» ПРЕДОСТАВЛЕННЫЙ ОТРЫВОК:
Да-а-а... Спиртовой бартер был особым видом «творчества». На него менялось всё, что можно, благодаря ему возводились личные гаражи и дачи. Гаражный кооператив, что за Кольцово на взгорье, даже в шутку предлагали назвать «Спиртовым». Позже рядом с гаражным возник погребной кооператив «Репка» (капитальные погреба с кирпичной надстройкой), который, по идее, тоже можно было бы назвать «Спиртовый-2».

Но сперва «жидкую валюту» требовалось вынести с промзоны. На проходных ручную кладь шмонали бдительные прапорщики, поэтому ёмкость со спиртом, как правило, прятали на себе. Очень удобным для проноса был плоский узкогорлый стеклянный микробиологический матрас с черной резиновой пробкой — даже если жидкость внутри него булькала, запах не просачивался. Но тара могла в самый неподходящий момент выскользнуть из-под одежды, а однажды, уже в автобусе, у одного товарища ёмкость, плохо закрепленная на поясе, перевернулась, пробка выскочила... Ох и запашок в салоне стоя-я-ял! Бедняга с пунцовым от смущения лицом замер, боясь пошевелиться — драгоценная жидкость, обильно смочив пузо и промежность, потекла по ногам. Да что там запашок! Поднеси спичку — вспыхнул бы, к чертям, как факел!

Один сотрудник как-то поделился со мной своим ноу-хау выноса спирта. Он наливал его в... двойной презерватив. «Резино-техническое изделие номер два», как тогда деликатно именовали контрацептивы советского производства, было достаточно прочным и эластичным, спирта входило много. Потом добро помещалось в сапог — мягкая ёмкость удобно облегала ногу в широком голенище. Но я этой технологией не воспользовался ни разу.

[Записи с разметкой областей]
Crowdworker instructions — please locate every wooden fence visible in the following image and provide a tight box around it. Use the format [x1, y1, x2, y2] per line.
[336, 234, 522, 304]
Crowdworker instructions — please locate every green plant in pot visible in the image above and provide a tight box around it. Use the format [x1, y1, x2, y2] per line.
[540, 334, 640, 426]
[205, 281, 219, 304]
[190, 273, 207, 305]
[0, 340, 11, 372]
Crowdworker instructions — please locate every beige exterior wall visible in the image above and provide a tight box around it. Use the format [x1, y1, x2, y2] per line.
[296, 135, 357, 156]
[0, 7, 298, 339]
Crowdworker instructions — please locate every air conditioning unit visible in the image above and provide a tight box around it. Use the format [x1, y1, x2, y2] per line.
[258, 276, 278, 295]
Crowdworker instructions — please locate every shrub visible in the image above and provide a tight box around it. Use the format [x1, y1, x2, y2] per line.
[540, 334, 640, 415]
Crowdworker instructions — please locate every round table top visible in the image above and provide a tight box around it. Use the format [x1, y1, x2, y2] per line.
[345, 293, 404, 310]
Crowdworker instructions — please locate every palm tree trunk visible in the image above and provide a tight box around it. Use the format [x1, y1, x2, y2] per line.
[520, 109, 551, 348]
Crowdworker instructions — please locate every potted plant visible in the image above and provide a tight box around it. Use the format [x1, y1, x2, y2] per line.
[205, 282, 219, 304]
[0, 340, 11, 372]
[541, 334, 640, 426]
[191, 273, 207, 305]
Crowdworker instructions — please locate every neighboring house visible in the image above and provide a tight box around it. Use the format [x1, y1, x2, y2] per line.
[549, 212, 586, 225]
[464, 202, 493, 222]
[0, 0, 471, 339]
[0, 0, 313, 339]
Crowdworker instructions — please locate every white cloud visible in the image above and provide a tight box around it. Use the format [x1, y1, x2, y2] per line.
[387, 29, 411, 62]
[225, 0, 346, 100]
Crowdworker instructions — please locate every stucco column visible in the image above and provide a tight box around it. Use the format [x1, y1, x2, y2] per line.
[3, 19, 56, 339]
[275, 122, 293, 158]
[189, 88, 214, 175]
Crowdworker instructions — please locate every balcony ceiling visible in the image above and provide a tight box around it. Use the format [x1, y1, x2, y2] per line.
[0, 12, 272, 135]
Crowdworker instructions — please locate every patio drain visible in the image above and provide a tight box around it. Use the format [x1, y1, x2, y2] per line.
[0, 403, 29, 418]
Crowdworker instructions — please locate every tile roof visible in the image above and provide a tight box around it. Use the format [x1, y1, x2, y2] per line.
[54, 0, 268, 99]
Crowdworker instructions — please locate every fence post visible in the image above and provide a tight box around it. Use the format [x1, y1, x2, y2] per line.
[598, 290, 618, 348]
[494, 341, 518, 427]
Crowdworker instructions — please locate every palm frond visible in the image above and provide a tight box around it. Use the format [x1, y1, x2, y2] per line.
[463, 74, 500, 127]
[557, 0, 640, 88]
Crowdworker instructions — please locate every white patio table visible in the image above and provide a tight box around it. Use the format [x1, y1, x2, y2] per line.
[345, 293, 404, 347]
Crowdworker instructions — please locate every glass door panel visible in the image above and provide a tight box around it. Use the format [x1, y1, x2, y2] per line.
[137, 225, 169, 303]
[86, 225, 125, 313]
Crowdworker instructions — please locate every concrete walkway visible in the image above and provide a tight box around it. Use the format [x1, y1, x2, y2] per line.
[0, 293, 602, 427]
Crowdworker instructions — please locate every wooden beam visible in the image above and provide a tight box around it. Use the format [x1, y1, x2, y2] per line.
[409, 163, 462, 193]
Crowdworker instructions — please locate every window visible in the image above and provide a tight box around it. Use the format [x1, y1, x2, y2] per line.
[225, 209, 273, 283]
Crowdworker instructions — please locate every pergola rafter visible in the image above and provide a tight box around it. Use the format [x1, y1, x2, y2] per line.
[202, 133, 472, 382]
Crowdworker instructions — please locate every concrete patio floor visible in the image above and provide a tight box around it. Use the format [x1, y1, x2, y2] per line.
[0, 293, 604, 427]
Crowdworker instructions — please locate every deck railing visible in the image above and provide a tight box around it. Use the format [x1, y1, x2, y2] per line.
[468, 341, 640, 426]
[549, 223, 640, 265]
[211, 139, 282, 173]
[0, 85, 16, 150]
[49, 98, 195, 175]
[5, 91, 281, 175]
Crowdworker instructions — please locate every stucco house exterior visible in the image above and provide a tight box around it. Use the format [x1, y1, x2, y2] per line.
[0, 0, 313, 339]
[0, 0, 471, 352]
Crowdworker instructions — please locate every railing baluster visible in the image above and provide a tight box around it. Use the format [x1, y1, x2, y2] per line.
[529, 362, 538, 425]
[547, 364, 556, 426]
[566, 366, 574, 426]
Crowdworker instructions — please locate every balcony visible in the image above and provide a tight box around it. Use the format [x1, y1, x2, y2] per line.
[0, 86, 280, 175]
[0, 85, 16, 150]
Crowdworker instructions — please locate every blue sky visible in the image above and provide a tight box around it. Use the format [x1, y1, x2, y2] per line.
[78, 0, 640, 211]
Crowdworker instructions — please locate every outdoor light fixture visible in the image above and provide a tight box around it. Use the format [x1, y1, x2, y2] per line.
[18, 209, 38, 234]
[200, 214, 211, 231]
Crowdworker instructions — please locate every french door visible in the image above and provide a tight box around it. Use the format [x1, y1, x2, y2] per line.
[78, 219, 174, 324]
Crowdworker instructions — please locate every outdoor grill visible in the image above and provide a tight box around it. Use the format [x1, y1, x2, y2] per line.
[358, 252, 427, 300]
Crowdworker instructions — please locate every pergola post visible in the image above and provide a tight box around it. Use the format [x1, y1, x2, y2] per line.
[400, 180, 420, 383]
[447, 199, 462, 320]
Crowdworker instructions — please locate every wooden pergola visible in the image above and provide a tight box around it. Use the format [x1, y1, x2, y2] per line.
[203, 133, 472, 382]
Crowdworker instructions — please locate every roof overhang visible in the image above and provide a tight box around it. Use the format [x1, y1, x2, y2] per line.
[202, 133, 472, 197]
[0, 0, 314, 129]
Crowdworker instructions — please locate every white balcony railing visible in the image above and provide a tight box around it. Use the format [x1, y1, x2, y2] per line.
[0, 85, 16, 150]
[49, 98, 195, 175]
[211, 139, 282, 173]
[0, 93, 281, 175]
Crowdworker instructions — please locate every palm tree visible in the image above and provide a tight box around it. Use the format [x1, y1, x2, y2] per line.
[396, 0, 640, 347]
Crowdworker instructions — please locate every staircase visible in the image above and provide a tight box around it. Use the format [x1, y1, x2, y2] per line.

» ПИСЬМЕННОЕ ЗАДАНИЕ A: Перепишите дословно фрагмент отрывка о спиртовом бартере начиная со слов «Один сотрудник как-то» и заканчивая словами «воспользовался ни разу.» включительно.
» ПИСЬМЕННОЕ ЗАДАНИЕ B:
Ответьте по отрывку о спиртовом бартере на три вопроса.
(i) Каким названием в шутку предлагали наделить гаражный кооператив за Кольцово?
(ii) Кто проверял ручную кладь на проходных?
(iii) Куда помещали двойной презерватив со спиртом?
» ПИСЬМЕННОЕ ЗАДАНИЕ C: Напишите продолжение отрывка о спиртовом бартере, которое начинается сразу после его последнего предложения.

» ПИСЬМЕННЫЙ ОТВЕТ A:
Один сотрудник как-то поделился со мной своим ноу-хау выноса спирта. Он наливал его в... двойной презерватив. «Резино-техническое изделие номер два», как тогда деликатно именовали контрацептивы советского производства, было достаточно прочным и эластичным, спирта входило много. Потом добро помещалось в сапог — мягкая ёмкость удобно облегала ногу в широком голенище. Но я этой технологией не воспользовался ни разу.

» ПИСЬМЕННЫЙ ОТВЕТ B:
(i) Его предлагали назвать «Спиртовым».
(ii) Ручную кладь проверяли бдительные прапорщики.
(iii) Его помещали в сапог.

» ПИСЬМЕННЫЙ ОТВЕТ C:
На выловленных на вахте несунов спирта составляли протокол, «славили», лишали премиальных. В случае рецидива, помимо этого, можно было нарваться на штраф или слететь вниз в очередном списке на жильё или детский садик. Но спалившихся почти не было. Почему? Если человек попадался, нужно было всего лишь уйти в глухую «несознанку», мол, что это за предмет, откуда он взялся, ума не приложу: «Товарищ прапорщик, в первый раз вижу! Чесслово!» Понятливые прапора схватывали ситуацию мгновенно, поэтому и среди бдительных охранников нашего славного НПО спиртец водился всегда. А уж у начальников проблем с выносом спирта не возникало вообще: в их пропусках стояла специальная отметка, запрещавшая проверку их портфелей. По моим приблизительным прикидкам, всего спирта выносилось от 30 до 50 (в особо трудные годы) процентов. Наносился ли этим большой материальный ущерб? Не думаю, ведь спирт стоил копейки. Зато все были довольны.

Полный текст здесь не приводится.